## SET TASK
Write out again only the lines running from the one that contains "Expected: one pin per instance of the dark volcanic" to the end of the records below, including both the first and the last.

## Object location annotation data

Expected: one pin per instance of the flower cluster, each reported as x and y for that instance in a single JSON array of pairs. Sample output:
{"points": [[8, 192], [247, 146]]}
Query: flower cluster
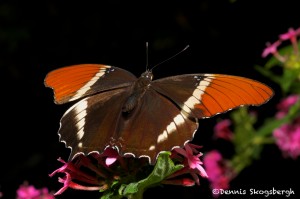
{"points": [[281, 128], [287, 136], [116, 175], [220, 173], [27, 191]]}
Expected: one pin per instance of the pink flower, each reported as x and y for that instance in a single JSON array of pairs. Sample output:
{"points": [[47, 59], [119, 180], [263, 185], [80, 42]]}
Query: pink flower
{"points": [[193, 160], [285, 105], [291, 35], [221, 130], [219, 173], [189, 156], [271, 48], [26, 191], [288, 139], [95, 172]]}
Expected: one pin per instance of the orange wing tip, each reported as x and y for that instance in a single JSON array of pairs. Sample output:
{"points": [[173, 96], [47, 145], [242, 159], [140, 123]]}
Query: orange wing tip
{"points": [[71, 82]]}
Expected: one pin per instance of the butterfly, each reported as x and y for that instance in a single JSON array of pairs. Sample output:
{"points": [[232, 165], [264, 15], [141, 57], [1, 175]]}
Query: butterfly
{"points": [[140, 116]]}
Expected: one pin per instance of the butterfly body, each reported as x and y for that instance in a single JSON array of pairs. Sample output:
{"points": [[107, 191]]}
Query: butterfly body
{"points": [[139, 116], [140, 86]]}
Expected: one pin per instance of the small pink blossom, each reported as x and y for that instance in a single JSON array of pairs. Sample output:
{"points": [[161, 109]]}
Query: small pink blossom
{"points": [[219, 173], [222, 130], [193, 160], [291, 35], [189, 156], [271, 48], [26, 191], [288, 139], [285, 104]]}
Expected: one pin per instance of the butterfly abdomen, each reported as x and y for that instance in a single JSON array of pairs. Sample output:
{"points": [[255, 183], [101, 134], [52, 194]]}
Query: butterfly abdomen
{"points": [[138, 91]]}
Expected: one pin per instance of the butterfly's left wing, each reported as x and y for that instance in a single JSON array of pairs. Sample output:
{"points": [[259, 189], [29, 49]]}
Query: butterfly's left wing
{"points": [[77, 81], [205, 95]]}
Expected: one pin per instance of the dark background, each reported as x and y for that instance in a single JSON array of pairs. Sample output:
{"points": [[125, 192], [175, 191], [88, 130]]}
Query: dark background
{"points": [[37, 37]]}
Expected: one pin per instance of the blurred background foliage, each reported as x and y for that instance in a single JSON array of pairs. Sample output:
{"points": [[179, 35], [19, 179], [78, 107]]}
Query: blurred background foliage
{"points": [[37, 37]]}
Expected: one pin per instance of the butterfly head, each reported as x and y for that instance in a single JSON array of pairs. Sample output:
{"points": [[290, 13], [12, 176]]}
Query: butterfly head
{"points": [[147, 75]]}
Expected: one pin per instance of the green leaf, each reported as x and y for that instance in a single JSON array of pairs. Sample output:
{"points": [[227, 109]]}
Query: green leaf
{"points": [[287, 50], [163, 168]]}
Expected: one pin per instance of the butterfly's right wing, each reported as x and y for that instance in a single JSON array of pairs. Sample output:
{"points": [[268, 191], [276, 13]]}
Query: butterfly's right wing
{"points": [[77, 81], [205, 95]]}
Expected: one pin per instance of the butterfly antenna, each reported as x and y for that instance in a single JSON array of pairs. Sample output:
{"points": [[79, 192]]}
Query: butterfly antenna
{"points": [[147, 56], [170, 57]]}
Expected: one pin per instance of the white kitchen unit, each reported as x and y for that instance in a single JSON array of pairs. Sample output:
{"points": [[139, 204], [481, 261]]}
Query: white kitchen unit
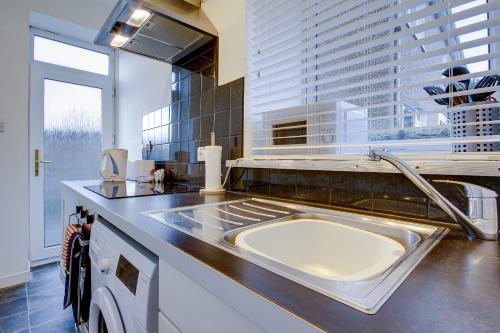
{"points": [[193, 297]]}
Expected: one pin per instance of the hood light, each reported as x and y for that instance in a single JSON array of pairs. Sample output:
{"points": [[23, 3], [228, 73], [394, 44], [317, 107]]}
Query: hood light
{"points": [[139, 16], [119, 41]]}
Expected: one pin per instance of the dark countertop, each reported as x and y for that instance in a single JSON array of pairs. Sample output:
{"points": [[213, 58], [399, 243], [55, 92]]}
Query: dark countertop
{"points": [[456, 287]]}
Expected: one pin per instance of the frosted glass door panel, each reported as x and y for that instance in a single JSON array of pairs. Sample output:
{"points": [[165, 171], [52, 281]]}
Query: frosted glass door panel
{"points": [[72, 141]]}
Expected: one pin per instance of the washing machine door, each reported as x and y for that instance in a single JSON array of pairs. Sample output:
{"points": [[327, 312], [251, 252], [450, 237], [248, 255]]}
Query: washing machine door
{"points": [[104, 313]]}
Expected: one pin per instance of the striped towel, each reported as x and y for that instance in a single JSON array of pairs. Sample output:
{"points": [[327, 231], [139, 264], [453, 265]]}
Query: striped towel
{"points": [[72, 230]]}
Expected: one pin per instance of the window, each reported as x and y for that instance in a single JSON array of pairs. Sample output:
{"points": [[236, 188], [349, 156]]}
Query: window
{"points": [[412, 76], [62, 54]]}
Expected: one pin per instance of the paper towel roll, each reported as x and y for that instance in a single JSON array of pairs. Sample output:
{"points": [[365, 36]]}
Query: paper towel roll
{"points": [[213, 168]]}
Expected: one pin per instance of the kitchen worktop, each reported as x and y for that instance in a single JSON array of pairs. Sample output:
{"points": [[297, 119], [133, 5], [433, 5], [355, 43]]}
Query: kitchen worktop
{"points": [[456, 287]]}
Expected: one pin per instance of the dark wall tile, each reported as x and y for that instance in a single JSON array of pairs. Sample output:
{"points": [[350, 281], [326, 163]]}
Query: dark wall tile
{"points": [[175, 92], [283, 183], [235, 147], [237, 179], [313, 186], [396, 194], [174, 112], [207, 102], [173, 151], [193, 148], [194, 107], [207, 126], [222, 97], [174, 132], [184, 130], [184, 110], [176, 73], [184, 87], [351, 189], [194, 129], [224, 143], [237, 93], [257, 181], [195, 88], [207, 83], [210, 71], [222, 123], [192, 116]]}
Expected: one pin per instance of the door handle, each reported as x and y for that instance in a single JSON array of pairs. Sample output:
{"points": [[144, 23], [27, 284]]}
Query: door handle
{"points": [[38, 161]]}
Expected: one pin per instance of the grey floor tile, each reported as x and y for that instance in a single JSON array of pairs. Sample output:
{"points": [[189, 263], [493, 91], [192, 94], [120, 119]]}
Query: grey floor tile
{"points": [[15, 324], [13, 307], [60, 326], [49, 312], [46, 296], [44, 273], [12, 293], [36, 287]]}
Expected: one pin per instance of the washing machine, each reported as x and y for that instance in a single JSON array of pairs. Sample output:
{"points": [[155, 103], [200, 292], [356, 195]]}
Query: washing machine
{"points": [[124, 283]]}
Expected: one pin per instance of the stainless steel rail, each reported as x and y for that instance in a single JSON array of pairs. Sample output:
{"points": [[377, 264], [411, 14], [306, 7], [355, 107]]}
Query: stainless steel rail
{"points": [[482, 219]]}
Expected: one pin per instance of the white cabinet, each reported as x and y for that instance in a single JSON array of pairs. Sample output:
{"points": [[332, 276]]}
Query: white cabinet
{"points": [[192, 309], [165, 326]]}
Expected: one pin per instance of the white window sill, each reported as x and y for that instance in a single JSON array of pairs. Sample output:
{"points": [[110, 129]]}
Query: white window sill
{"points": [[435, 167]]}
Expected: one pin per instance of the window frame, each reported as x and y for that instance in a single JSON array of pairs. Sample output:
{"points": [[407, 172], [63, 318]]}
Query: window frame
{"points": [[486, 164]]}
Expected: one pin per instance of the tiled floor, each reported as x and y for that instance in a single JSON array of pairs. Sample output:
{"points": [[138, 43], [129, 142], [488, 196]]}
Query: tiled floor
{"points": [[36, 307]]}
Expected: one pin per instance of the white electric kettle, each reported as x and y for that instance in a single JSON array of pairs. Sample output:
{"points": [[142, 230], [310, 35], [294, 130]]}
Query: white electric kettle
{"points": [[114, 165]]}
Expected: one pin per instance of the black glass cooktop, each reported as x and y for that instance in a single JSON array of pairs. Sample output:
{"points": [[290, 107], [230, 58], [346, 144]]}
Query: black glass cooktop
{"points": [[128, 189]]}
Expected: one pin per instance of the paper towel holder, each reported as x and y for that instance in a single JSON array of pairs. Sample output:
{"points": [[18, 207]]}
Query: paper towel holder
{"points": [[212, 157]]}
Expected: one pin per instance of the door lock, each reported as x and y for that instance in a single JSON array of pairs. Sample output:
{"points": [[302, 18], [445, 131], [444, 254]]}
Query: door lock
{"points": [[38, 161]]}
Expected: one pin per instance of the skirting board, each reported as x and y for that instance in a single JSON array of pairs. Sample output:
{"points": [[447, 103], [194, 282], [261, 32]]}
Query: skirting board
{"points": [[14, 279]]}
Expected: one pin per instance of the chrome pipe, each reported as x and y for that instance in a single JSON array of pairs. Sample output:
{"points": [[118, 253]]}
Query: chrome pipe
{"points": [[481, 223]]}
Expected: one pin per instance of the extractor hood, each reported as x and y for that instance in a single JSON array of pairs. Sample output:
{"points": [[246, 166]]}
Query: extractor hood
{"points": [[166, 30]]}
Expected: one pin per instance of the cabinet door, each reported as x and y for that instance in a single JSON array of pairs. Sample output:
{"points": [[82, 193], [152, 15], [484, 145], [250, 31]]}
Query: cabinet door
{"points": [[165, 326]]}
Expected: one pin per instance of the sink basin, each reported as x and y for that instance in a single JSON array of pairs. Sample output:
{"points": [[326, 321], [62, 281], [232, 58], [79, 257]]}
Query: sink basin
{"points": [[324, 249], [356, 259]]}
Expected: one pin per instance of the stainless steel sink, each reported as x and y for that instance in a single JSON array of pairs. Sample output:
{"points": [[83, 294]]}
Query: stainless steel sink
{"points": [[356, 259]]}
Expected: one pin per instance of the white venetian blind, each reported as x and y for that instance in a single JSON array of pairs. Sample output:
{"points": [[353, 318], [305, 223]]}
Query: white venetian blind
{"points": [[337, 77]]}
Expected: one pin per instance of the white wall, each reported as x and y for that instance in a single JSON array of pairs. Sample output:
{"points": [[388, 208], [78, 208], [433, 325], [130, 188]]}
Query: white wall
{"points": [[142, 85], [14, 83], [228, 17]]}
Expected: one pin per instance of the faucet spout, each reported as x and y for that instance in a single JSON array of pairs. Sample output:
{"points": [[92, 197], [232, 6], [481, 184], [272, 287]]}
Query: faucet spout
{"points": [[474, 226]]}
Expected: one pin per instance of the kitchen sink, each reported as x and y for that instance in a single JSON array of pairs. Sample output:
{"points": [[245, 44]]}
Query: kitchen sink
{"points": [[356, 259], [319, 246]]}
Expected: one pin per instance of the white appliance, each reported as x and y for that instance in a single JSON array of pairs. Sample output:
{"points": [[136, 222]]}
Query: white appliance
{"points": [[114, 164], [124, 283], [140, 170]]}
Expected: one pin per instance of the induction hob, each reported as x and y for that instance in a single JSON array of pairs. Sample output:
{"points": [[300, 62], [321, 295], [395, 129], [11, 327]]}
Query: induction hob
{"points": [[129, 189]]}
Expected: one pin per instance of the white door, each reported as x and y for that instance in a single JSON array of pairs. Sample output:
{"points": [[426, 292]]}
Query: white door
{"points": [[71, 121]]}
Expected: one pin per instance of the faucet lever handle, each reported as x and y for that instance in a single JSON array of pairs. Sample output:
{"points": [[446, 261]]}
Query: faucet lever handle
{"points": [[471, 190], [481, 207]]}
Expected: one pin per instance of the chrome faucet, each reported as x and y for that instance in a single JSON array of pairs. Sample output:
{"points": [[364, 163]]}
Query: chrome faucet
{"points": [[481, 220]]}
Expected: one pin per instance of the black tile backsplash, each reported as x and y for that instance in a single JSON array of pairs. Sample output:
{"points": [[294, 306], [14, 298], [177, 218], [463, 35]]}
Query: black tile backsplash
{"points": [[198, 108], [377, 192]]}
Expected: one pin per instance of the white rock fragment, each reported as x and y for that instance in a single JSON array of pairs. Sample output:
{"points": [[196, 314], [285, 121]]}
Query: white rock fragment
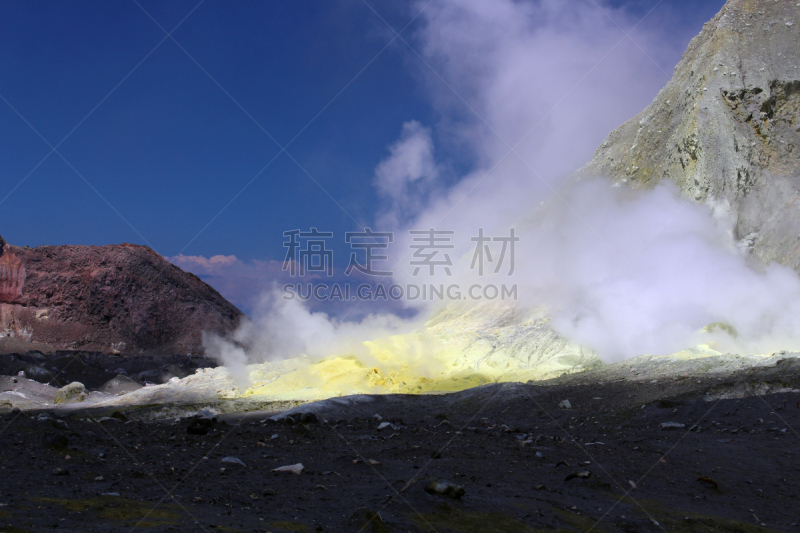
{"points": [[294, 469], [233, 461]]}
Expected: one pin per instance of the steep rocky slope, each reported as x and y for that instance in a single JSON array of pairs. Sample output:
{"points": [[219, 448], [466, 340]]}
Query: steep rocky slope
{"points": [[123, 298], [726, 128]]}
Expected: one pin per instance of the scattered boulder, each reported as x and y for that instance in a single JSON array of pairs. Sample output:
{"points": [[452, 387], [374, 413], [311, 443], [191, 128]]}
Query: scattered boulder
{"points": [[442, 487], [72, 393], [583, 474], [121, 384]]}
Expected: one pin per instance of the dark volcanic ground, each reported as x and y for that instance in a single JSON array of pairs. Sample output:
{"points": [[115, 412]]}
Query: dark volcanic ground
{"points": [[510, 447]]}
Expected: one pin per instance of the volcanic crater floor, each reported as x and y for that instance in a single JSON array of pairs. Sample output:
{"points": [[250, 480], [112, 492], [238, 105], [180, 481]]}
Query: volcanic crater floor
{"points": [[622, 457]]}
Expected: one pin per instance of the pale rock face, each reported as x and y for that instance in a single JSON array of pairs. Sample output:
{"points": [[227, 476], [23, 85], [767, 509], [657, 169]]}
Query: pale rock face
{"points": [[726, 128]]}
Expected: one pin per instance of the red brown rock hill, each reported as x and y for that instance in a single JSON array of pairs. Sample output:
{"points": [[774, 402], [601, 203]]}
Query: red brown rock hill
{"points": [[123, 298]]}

## REPLY
Expected: one pin per instance of the dark volcanic ground, each reported as x and y for that instance in a single JSON array of pairs. Sample output:
{"points": [[115, 412]]}
Query: dark volcanic ground
{"points": [[510, 447]]}
Expected: one pin per instance of the volcanic crater floor, each reported as x and y for that instance in a single JSON array of pairs. Sample output:
{"points": [[250, 480], [112, 492], [238, 105], [180, 481]]}
Query: volcanic crater floor
{"points": [[622, 457]]}
Expected: one pin per instance of the pale rock face, each reported as x and y for that instance in a single JSON array of pairs. Sample output:
{"points": [[227, 476], [23, 85], [767, 509], [657, 169]]}
Query: pale rock face
{"points": [[726, 128]]}
Expected: one pin per instance of the red brown rock hill, each reported as x and y for that instance in a single JSON array of pairs. Sample output:
{"points": [[774, 402], [601, 203]]}
Query: red brown rock hill
{"points": [[123, 298]]}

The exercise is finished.